__Written task__: Could you reproduce the data below line for line, leaving the pictures out?

[Saved data entries]

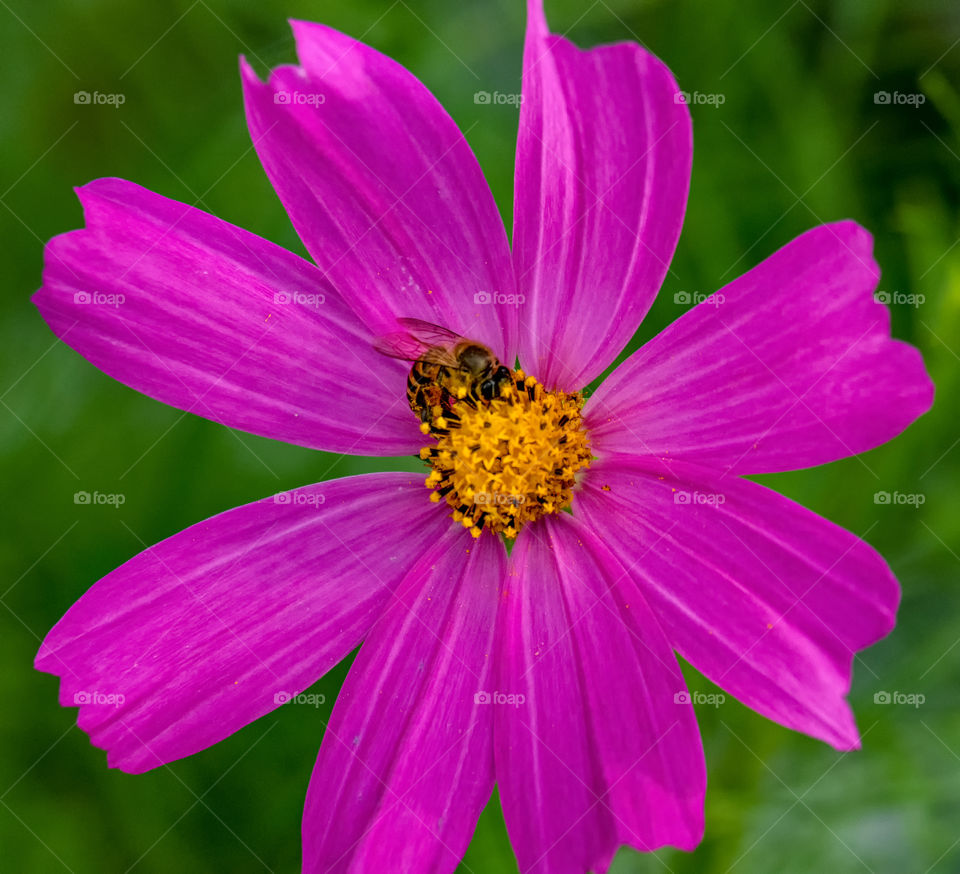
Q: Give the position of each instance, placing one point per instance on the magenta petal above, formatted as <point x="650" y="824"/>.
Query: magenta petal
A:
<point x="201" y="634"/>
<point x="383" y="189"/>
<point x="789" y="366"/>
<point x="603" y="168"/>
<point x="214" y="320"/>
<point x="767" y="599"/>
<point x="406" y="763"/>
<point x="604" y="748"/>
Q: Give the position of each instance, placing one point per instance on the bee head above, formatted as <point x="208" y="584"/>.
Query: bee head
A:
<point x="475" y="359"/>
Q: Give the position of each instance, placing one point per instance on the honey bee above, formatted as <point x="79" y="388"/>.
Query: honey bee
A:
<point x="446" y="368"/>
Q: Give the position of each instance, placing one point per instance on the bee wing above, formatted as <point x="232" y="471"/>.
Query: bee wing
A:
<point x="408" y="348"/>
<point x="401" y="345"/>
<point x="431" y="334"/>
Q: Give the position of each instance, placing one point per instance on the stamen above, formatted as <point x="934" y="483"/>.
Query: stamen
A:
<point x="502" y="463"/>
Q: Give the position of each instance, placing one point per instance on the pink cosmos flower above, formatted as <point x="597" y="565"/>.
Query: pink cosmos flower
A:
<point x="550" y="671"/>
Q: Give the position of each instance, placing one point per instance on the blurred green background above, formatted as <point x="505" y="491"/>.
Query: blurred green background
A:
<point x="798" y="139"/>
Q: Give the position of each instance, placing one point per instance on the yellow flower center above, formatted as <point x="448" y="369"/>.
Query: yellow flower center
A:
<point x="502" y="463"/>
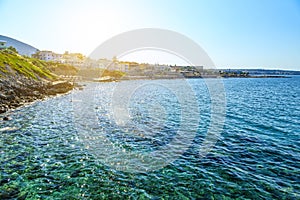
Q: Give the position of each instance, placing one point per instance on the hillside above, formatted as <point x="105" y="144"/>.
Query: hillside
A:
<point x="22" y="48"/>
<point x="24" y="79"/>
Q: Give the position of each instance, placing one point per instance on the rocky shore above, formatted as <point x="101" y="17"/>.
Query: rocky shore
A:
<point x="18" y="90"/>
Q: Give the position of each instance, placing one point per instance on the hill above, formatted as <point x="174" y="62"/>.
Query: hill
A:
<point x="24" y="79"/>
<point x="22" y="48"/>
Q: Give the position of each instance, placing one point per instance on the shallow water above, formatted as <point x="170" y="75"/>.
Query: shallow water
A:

__Written answer__:
Q: Give the position of each instance, placing one point per instance on the magenta petal above, formatted as <point x="650" y="824"/>.
Query: magenta petal
A:
<point x="201" y="634"/>
<point x="383" y="189"/>
<point x="789" y="366"/>
<point x="603" y="168"/>
<point x="214" y="320"/>
<point x="767" y="599"/>
<point x="406" y="763"/>
<point x="604" y="748"/>
Q: Give the position of each instance, placing one point per instance on the bee head above, formatted as <point x="208" y="584"/>.
Query: bee head
A:
<point x="475" y="359"/>
Q: Give the position of each instance, placing one point per instance on the honey bee above, formatted as <point x="79" y="388"/>.
Query: honey bee
A:
<point x="446" y="368"/>
Q: Give the position of each instance, placing one point per instance on the bee wing above, formatted as <point x="232" y="471"/>.
Query: bee wing
A:
<point x="408" y="348"/>
<point x="401" y="345"/>
<point x="431" y="334"/>
Q: Give the position of each instance, placing one point per instance on the stamen above, formatted as <point x="934" y="483"/>.
Query: stamen
A:
<point x="502" y="463"/>
Q: Give the position of each instance, placing one point per instance on the pink cosmos flower above, formatted as <point x="597" y="565"/>.
Query: pink cosmos flower
A:
<point x="550" y="671"/>
Q: Give the position of each instance, placing one point per instance on the blurred green background above, formatted as <point x="505" y="491"/>.
Query: blurred green background
A:
<point x="798" y="139"/>
Q: Give the position of each instance, placing one point per instance on the yellow flower center above, formatted as <point x="448" y="369"/>.
Query: yellow flower center
A:
<point x="502" y="463"/>
Q: Give the position of each instance, placing one point per instance on the hillside above, formatted as <point x="105" y="144"/>.
Query: hillside
A:
<point x="22" y="48"/>
<point x="24" y="79"/>
Q: Give the position of each instance, placing one point per instance on the rocky shore above, formatted as <point x="101" y="17"/>.
Query: rocky shore
A:
<point x="18" y="90"/>
Q: Give the position of each instance, placing one point per instance on the hill above, formatted as <point x="174" y="62"/>.
Query: hill
A:
<point x="24" y="79"/>
<point x="22" y="48"/>
Q: Give the position of each instance, placing one point per instance on the shallow water above, formatted as <point x="170" y="75"/>.
Query: shallow water
A:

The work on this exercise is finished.